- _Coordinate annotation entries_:

=-=-=-=-=

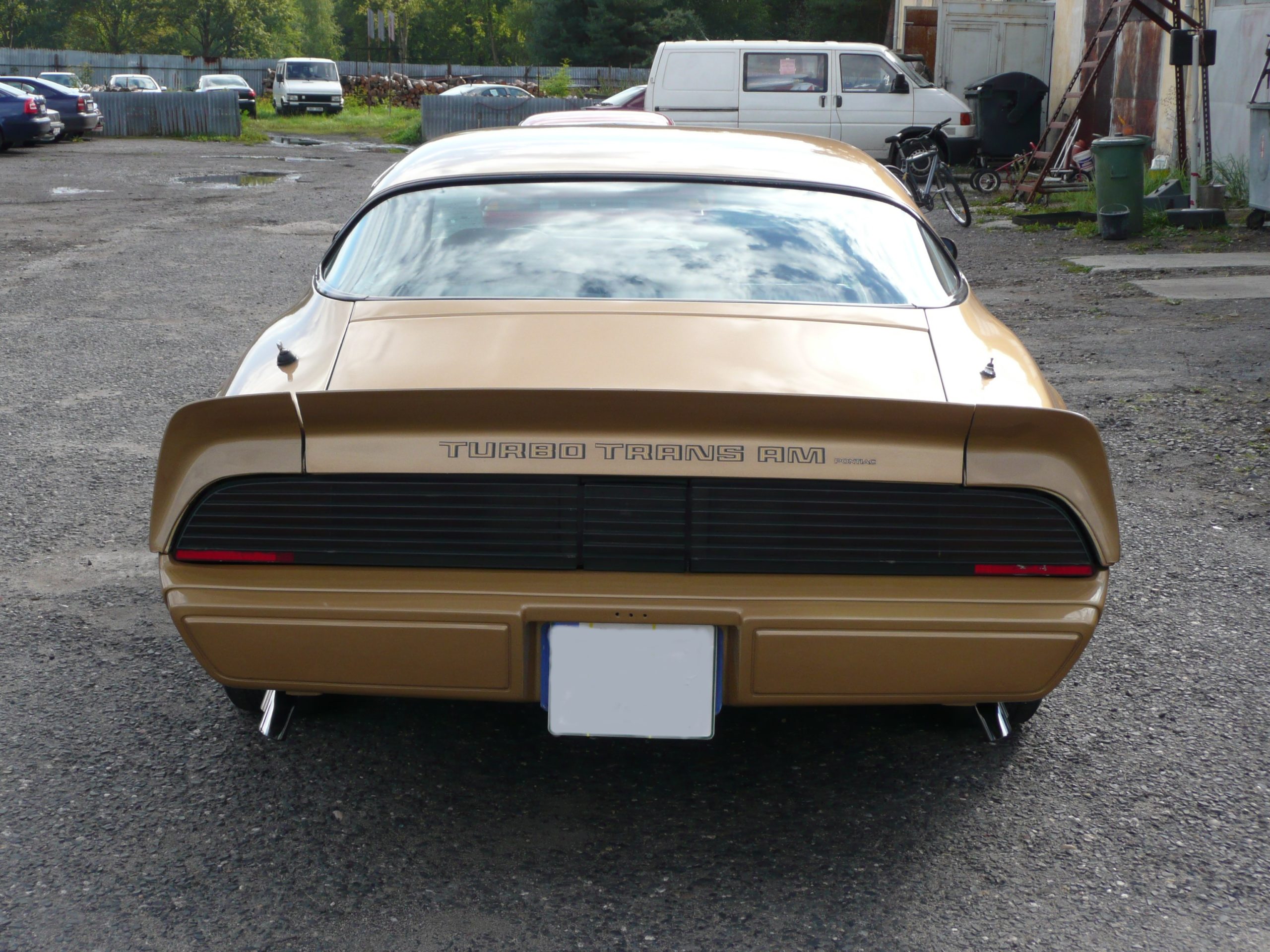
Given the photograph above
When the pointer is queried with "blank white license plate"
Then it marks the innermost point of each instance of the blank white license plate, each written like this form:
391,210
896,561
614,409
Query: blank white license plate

=-=-=-=-=

- _Your instructions_:
All the lines above are to be reproduced exactly, except the pictures.

- _Solution to this task_:
Given the photograph above
When the pointer is queried with "blank white license plate"
Then it marks the innermost point of each instance of the blank white license plate, each written like this form:
391,210
896,561
614,409
Query: blank white license plate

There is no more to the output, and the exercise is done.